## YOUR GOAL
Tally the lines of the records below that contain the string "exact", with case counting, and give only the number.

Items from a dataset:
- Opening Delimiter -
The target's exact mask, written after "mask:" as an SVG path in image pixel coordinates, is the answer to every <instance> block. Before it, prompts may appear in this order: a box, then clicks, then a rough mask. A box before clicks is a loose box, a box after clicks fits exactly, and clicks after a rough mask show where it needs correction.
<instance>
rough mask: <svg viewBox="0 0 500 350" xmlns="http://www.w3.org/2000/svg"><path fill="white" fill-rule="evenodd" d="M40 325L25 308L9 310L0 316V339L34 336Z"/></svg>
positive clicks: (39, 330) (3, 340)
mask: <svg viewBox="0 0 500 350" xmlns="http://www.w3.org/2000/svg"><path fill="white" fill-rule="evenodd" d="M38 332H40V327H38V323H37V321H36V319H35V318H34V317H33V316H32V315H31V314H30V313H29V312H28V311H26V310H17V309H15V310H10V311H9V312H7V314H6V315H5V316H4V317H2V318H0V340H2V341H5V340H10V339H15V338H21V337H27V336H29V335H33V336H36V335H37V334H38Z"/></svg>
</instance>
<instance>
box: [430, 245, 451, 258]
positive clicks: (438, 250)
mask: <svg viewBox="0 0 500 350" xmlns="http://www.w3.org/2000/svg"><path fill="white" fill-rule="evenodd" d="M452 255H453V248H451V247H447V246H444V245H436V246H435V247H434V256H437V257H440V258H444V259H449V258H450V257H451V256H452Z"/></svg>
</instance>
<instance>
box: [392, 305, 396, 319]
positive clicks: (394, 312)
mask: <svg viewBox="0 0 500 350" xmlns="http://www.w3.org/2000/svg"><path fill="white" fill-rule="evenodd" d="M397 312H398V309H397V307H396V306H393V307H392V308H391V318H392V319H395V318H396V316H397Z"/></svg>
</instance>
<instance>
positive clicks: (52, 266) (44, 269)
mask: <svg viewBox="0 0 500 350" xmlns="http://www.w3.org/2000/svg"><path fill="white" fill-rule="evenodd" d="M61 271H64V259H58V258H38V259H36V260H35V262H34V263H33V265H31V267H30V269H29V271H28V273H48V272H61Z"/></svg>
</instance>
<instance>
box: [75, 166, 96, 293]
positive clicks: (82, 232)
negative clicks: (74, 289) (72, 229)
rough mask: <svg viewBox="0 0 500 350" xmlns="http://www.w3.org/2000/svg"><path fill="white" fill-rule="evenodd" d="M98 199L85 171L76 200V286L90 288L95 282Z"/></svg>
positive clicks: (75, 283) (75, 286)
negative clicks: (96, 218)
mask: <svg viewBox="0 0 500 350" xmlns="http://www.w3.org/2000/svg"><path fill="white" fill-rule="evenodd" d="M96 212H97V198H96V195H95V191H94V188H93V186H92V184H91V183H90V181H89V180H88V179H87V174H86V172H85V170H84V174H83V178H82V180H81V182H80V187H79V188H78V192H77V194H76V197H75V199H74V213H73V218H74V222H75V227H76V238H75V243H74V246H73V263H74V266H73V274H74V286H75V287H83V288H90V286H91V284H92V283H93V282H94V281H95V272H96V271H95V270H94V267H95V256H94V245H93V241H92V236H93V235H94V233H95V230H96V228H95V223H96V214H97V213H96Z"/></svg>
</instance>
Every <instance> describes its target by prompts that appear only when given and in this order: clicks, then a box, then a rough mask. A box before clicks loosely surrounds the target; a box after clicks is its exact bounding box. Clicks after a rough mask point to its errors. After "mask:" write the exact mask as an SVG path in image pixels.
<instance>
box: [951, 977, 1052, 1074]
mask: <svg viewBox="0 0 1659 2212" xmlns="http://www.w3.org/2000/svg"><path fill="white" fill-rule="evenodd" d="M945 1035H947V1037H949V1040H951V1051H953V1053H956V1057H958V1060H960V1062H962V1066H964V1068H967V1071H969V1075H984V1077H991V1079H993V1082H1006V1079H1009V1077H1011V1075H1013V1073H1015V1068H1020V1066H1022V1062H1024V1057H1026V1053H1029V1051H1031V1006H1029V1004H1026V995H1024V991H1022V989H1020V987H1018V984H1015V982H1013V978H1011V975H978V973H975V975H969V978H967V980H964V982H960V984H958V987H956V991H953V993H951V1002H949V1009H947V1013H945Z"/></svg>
- Closing Delimiter -
## OUTPUT OF THE TASK
2